# [EXCERPTED PASSAGE]
════════
Token Tracking &
Resource Monitoring

Track usage, enforce quotas, enable billing

Granular resource tracking for HTTP requests, bandwidth, CPU time, and memory with built-in support for quota enforcement and billing integration.

Resource Types

What tokens measure and why

HTTP_REQUEST

Unit: Count

  • Tracked: Every <http> call
  • Use Case: Rate limiting, API quotas
  • Example: 1,250 requests for product catalog scrape
  • Billing: $0.001 per request (typical pricing)

HTTP_BYTES

Unit: Bytes

  • Tracked: Download + upload bandwidth
  • Use Case: Data transfer monitoring, CDN costs
  • Example: 2.5 GB for data lake ingestion
  • Billing: $0.10 per GB

CPU_TIME

Unit: Milliseconds

  • Tracked: XPath, XQuery, Regex, Script processing
  • Use Case: Performance optimization, cost allocation
  • Example: 180,000 ms (3 minutes) for complex transformation
  • Billing: $0.02 per CPU-hour

MEMORY_PEAK

Unit: Bytes

  • Tracked: Maximum heap usage during execution
  • Use Case: Resource planning, instance sizing
  • Example: 1.2 GB peak for large XML processing
  • Billing: $0.01 per GB-hour

TokenTracker API

Core classes and usage patterns

TokenTracker Interface

Package: org.webharvest.runtime.tracking

TokenUsage.java
public interface TokenTracker {
    // Increment tokens
    void increment(ResourceType type);
    void increment(ResourceType type, 
                   long amount);
    
    // Query usage
    long getTokenCount(ResourceType type);
    TokenUsage getUsage(); // Snapshot
    
    // Reset (for testing)
════════
# [DATA SECTION]
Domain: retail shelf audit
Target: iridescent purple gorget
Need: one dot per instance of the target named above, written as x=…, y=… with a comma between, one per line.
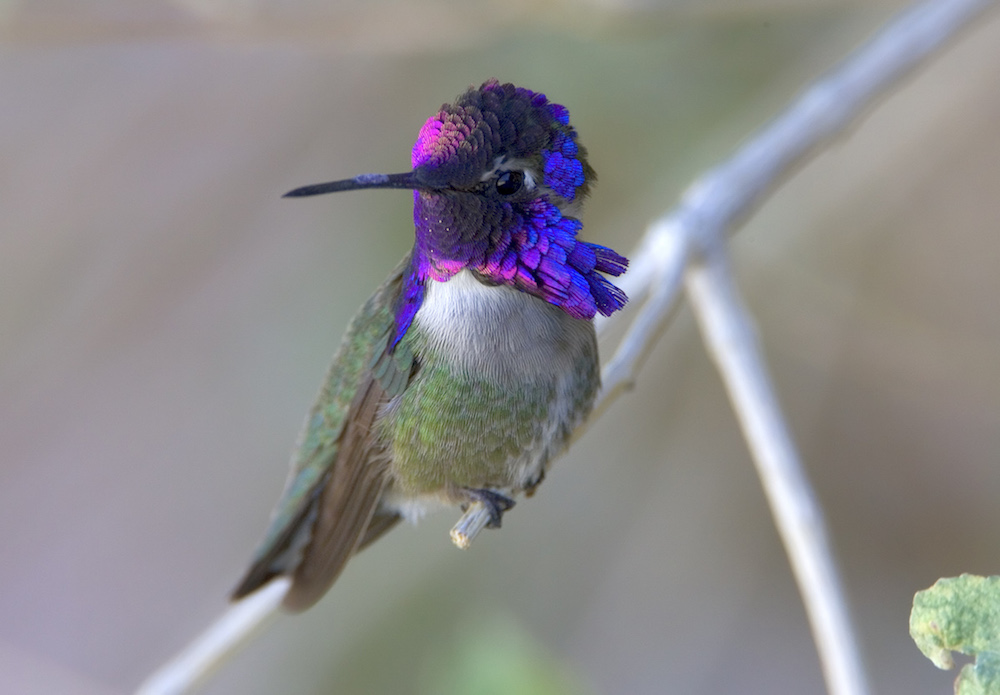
x=523, y=239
════════
# [TASK TO CARRY OUT]
On the token tracking page:
1. What unit is listed for CPU_TIME?
2. What billing rate is given for HTTP_BYTES?
3. Which package contains the TokenTracker interface?

# [OUTPUT]
1. Milliseconds
2. $0.10 per GB
3. org.webharvest.runtime.tracking